Please quote the whole listing below word for word, leaving out the pictures.
◇ ◇ ◇ ◇
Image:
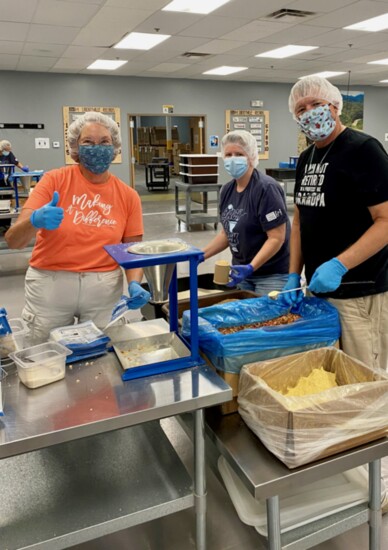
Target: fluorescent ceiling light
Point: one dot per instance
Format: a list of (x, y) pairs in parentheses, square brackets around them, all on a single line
[(194, 6), (286, 51), (379, 62), (325, 74), (140, 41), (225, 70), (375, 24), (107, 64)]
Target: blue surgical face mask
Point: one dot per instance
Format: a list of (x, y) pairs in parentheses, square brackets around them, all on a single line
[(96, 158), (236, 166), (317, 124)]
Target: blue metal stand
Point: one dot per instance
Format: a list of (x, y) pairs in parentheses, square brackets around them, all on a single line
[(194, 256)]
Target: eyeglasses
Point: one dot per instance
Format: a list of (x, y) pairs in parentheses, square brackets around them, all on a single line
[(308, 106)]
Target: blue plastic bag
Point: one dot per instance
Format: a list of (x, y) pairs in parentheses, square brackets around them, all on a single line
[(319, 326)]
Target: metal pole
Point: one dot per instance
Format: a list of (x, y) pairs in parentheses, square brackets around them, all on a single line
[(200, 478), (375, 520), (273, 522)]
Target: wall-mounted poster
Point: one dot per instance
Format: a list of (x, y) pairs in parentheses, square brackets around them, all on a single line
[(353, 110), (72, 113), (257, 123)]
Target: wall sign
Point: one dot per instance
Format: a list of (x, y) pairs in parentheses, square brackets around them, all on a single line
[(255, 122), (70, 114)]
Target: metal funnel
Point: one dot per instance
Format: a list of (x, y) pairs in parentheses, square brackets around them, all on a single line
[(158, 276)]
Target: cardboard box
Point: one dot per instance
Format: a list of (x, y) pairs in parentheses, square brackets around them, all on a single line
[(299, 430)]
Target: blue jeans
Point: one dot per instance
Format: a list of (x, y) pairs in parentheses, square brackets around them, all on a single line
[(263, 284)]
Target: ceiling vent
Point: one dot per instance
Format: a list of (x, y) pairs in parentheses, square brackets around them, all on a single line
[(195, 55), (285, 15)]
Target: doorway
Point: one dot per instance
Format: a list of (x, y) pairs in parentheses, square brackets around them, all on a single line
[(163, 136)]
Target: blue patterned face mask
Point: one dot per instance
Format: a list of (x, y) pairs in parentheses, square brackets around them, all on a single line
[(317, 124), (236, 166), (96, 158)]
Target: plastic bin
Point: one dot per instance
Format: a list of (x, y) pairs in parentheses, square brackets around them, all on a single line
[(301, 505), (42, 364), (3, 374), (20, 332)]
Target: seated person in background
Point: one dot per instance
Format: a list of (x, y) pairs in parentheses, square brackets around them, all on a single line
[(254, 219), (7, 157), (73, 212)]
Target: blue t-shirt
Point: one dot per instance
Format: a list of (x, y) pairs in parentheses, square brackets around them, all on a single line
[(247, 216)]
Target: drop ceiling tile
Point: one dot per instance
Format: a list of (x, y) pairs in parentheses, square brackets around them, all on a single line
[(35, 63), (64, 13), (168, 67), (85, 52), (11, 47), (20, 11), (8, 61), (219, 46), (75, 63), (13, 32), (170, 22), (51, 34), (212, 26), (109, 26), (352, 13), (255, 30), (45, 50)]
◇ ◇ ◇ ◇
Output:
Image:
Target: fluorescent ceiling light
Point: one dot per instance
Format: a list of (x, y) pairs in parentheses, square brackets around them, all on a single line
[(194, 6), (286, 51), (379, 62), (325, 74), (140, 41), (225, 70), (375, 24), (107, 64)]
Target: blue surgical face mask
Point: one dot per instance
Format: a list of (x, y) pairs in parentheses, square brackets around them, all on a single line
[(96, 158), (236, 166), (317, 124)]
Target: blue metal stand
Point: one dot per instance
Format: a list of (x, y) pairs in parentheses, square brackets around them, all on a single line
[(194, 256)]
Target: eyeglasses
Point: one dot per instance
Format: a list of (x, y) pairs in parentheses, square brackets around them, all on a single line
[(308, 106)]
Target: blue plastic bag
Point: one dot per instance
Format: a list of (x, y) pairs in parentheses, square brackets around them, all on a single line
[(319, 326)]
Target: metal pole
Point: one dot per instance
Format: a list of (x, y) pairs in parentheses, square brackets around them, all on a single line
[(200, 478), (375, 520), (273, 522)]
Target: wall-mounted poster
Point: one dot per instance
Format: a list of (x, y) pairs in parentheses, square brackets around them, all on a single line
[(353, 110), (72, 113), (257, 123)]
Target: wall sign
Point: one dot per instance
Format: a list of (x, y) pairs in parentheses, square brackets around them, all on a single line
[(255, 122), (70, 114)]
Target: metal funnel
Point: one dot per instance
Format: a list of (x, y) pairs in parentheses, square brackets around them, all on a single line
[(158, 276)]
Target: cardboard box
Point: one dot per instance
Format: a list of (x, y) pairs in parentheses, square brackets around them, all on a single line
[(299, 430)]
Target: blue jeans
Point: one dot per instance
Format: a list of (x, y) pairs in parentheses, square brackets around them, all on a single line
[(263, 284)]
Target: ceiling vent
Point: one dot per instance
Format: a list of (x, y) pairs in parentheses, square brackets around them, all on a single line
[(195, 55), (285, 15)]
Target: doorway
Point: one dot per instance
Format: a list of (x, y) pairs in parentheses, square brackets around them, all on a single line
[(163, 136)]
Target: blue patterned face mask
Point: one dot per instance
Format: a list of (x, y) pairs in parentheses, square brackets around them, all on a single line
[(317, 124), (236, 166), (96, 158)]
Target: plastic bin
Point: one dot per instance
Format: a list of (x, y) pairs in parentheses, square brackets around them, all on a single line
[(301, 505), (42, 364), (3, 374), (20, 332)]
Target: seated person in background
Point: one dot per instance
Format: a list of (x, y) pairs in parentheses, square brackets around them, all on a single line
[(254, 219), (7, 157), (73, 212)]
Target: blue t-shirt
Point: one dot per instance
Format: a list of (x, y) pairs in parentheses, square brackets around them, all on a single line
[(247, 216)]
Target: drop ceiling tile
Point: one dot per instance
Format: a list of (x, y) pairs in parentheses, square brackets around them, all on a single line
[(35, 63), (64, 13), (168, 67), (85, 52), (11, 47), (20, 11), (8, 61), (219, 46), (75, 63), (13, 32), (170, 22), (51, 34), (212, 26), (109, 26), (352, 13), (255, 30), (45, 50)]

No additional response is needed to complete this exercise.